Write out all the rows below again, swapping each "one pin per instance" for "a single pin for each instance" and leaving everything else unchanged.

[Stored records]
[START]
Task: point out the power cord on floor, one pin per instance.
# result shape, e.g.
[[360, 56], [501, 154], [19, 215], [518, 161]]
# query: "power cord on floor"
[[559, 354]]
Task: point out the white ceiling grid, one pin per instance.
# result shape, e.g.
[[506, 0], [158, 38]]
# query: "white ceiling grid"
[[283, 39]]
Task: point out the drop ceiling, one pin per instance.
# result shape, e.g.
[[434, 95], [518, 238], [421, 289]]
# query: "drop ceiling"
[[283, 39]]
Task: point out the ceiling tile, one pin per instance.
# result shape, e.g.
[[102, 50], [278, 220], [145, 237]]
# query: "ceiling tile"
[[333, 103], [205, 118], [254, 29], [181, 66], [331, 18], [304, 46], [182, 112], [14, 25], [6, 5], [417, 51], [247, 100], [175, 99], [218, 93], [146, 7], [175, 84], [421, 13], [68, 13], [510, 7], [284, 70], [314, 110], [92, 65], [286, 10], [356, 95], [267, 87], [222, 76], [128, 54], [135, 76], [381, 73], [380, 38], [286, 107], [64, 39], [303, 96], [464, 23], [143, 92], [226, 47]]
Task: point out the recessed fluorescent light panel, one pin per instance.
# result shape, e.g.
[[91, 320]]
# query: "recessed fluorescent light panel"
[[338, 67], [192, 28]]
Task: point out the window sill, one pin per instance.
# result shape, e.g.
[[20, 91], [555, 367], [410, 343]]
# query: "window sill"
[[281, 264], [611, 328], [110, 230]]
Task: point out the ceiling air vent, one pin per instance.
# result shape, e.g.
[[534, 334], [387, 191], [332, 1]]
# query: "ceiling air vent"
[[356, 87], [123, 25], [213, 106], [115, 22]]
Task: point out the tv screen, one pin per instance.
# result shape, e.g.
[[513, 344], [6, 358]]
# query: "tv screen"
[END]
> [Written response]:
Task: point out the power cord on floor, a single pin for each instance.
# result shape, e.g.
[[360, 56], [501, 154], [19, 215], [518, 161]]
# query: "power cord on floor"
[[559, 354]]
Task: point out the white ceiling grid, a single pin for each instance.
# result shape, e.g.
[[506, 0], [158, 38]]
# query: "white ceiling grid"
[[283, 39]]
Task: point out the drop ceiling, a single pin for each instance.
# result shape, e.g.
[[434, 95], [518, 238], [421, 289]]
# query: "drop ceiling"
[[283, 39]]
Task: point out the ceiling tile, a single pin for each instance.
# result shape, e.g.
[[102, 50], [278, 220], [145, 237]]
# query: "ceiling tile"
[[333, 103], [205, 118], [254, 29], [181, 66], [331, 18], [304, 46], [182, 112], [14, 25], [6, 5], [417, 51], [247, 100], [175, 99], [218, 93], [146, 7], [175, 84], [421, 13], [68, 13], [510, 7], [284, 70], [314, 110], [92, 65], [286, 10], [356, 95], [267, 87], [222, 76], [128, 54], [135, 76], [381, 73], [380, 38], [286, 107], [64, 39], [303, 96], [464, 23], [143, 92], [226, 47]]
Task: point out the recessed fluorescent light panel, a single pin for each instance.
# result shape, e.g.
[[91, 320]]
# query: "recessed fluorescent light panel"
[[338, 67], [192, 28]]
Task: point out the window sill, a single pin for each instance.
# result shape, e.g.
[[20, 91], [555, 367], [410, 343]]
# query: "window sill"
[[281, 264], [611, 328], [110, 230]]
Task: point out the ceiling air vent, a single pin for each instance.
# result shape, e.g.
[[534, 334], [387, 191], [332, 1]]
# query: "ceiling air vent"
[[356, 87], [123, 25], [213, 106], [115, 22]]
Task: point out the tv screen, a single pin for each instance.
# result shape, e.g.
[[513, 344], [6, 358]]
# query: "tv screen"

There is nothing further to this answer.